(Beginning of GIVEN RECORDS)

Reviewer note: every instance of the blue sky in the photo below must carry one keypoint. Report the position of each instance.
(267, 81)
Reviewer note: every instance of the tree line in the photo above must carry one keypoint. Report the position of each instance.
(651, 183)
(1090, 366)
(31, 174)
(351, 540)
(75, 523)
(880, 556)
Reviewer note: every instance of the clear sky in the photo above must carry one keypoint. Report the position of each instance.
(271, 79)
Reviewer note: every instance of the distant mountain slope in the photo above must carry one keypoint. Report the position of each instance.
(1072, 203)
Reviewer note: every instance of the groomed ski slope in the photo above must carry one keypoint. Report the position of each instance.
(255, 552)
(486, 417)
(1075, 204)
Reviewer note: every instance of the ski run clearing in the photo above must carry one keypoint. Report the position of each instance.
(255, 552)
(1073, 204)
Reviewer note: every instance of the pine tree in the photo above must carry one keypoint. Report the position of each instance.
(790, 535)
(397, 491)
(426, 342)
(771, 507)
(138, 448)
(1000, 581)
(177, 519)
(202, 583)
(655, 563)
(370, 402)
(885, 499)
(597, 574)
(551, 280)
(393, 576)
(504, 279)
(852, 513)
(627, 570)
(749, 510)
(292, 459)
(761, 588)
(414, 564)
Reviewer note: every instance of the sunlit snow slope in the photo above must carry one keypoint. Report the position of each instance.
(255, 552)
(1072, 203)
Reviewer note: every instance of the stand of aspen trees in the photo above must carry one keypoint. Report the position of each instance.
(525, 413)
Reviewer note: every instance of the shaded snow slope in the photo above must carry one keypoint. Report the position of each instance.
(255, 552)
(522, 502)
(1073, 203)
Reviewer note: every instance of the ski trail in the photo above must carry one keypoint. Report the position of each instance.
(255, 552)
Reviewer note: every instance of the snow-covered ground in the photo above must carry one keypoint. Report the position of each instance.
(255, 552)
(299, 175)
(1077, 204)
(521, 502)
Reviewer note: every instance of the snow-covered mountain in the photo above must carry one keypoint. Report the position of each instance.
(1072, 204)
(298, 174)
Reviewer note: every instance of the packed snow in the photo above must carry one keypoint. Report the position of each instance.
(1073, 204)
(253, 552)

(End of GIVEN RECORDS)

WHAT THE EXERCISE ASKS: Taking the listing above, write all of it out exactly.

COMPLETED EXERCISE:
Reviewer note: every instance of the blue sky in the photo below must carry one keypoint. Report the position of each instance.
(267, 81)
Reviewer note: every instance of the tree line in the photo above must carry one keypoint. Report the position of each instance.
(651, 183)
(1090, 366)
(31, 174)
(351, 540)
(75, 523)
(880, 556)
Reviewer note: every instance of the clear sky in the photo above must carry one keypoint. Report the position of each instance.
(271, 79)
Reviewer note: every instance of the distant mountain slope in the photo above must carry one keypoint. Report the position of each instance.
(1072, 203)
Reviewer note: every instance of the groomed ski slope in the photo above must carry one keypoint. Report the position of each instance.
(255, 552)
(486, 417)
(1075, 204)
Reviewer note: every instance of the ski run clearing in the photo above must carry one keypoint. Report the position of each instance.
(255, 552)
(1073, 204)
Reviewer note: every instance of the pine tree in the photo above must carry one keypoint. Report the position of each instance.
(790, 535)
(397, 491)
(426, 342)
(771, 507)
(138, 448)
(1000, 581)
(177, 519)
(202, 583)
(655, 563)
(370, 402)
(885, 499)
(597, 574)
(551, 280)
(393, 576)
(504, 279)
(852, 513)
(627, 570)
(749, 510)
(292, 459)
(761, 588)
(414, 564)
Reviewer note: every instance of the sunlit snow slope in the photo above must carry one keypoint. Report the position of each instance.
(255, 552)
(1072, 203)
Reviewer note: every instance of the stand of aspen trees in the photo above must carry one keypoint. Report the position of each instance.
(525, 413)
Reviewer note: every instance of the shaded snow slope in the photo above must carry one keypoint. Report the position of each instance.
(255, 552)
(522, 502)
(1073, 203)
Reviewer note: every instance of the ski trail in the photo above must carry one keypoint. Report the position of each instance.
(255, 552)
Reviewer note: every instance of the snow-covered ground in the photo above must carry one keypoint. Report the position of each instance.
(255, 552)
(299, 175)
(1077, 204)
(521, 502)
Reviewer note: every instance of the snow-covered mountain in the photo above must carry one keypoint. Report the position of each instance.
(1072, 204)
(298, 174)
Reviewer note: every instance of the packed snow in the photo above must carry one keypoint. Report the position of each instance.
(1073, 204)
(253, 552)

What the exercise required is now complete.